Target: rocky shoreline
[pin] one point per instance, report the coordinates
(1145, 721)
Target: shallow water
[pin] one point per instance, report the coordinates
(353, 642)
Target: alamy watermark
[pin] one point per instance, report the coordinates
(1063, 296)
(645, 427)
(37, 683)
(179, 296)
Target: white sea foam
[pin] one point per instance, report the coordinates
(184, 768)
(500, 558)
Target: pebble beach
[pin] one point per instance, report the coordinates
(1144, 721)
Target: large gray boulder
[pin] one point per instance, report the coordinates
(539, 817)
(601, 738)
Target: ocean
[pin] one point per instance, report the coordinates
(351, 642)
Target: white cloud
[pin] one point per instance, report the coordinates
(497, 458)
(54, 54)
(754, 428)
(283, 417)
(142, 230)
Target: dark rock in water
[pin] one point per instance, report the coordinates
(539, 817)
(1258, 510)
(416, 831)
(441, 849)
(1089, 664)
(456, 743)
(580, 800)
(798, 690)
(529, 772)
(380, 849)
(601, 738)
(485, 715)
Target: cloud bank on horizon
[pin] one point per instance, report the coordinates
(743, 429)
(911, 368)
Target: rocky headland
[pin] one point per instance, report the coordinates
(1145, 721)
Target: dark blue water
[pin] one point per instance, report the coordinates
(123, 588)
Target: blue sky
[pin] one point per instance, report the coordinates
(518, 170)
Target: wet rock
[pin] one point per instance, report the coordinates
--
● **What this task involves**
Rewrite every one of the entries above, changing each "one point per instance" to "a single point for each instance" and keeping everything else unchanged.

● **Written response**
Target: rocky shoreline
[pin] a single point for each instance, report the coordinates
(1145, 721)
Target: shallow water
[pin] a single point for each instance, report the coordinates
(353, 642)
Target: alamy watermark
[pin] a single point for each instance, report the coordinates
(1063, 296)
(645, 427)
(37, 683)
(179, 296)
Target: white sea foam
[pin] a single point for each instance, report the coordinates
(184, 768)
(500, 558)
Target: pebble beach
[pin] a single point for each instance, report the coordinates
(1144, 721)
Target: large gray boulder
[pin] a single point for each instance, report the coordinates
(539, 817)
(601, 738)
Target: ocean
[pin] a single point for each instance, report the coordinates
(351, 642)
Target: white cloud
[pin] a single point for each instance, report the coordinates
(497, 458)
(54, 54)
(754, 428)
(283, 417)
(142, 230)
Target: dark rock in water
[pin] a single point for each instance, report the coordinates
(539, 817)
(1258, 510)
(416, 831)
(441, 849)
(1089, 664)
(456, 743)
(580, 800)
(798, 690)
(529, 772)
(380, 849)
(601, 738)
(485, 715)
Target: cloud bank on horizon
[pin] a single point for each instance, report the coordinates
(743, 429)
(911, 368)
Target: rocky headland
[pin] a single point for each instance, report the coordinates
(1145, 721)
Target: dark blue water
[pin] a single point for each instance, report the coordinates
(123, 588)
Target: blue sky
[pin] a single point for each instance, report the coordinates
(518, 170)
Target: wet rock
[pin] a single point for each instance, report the coordinates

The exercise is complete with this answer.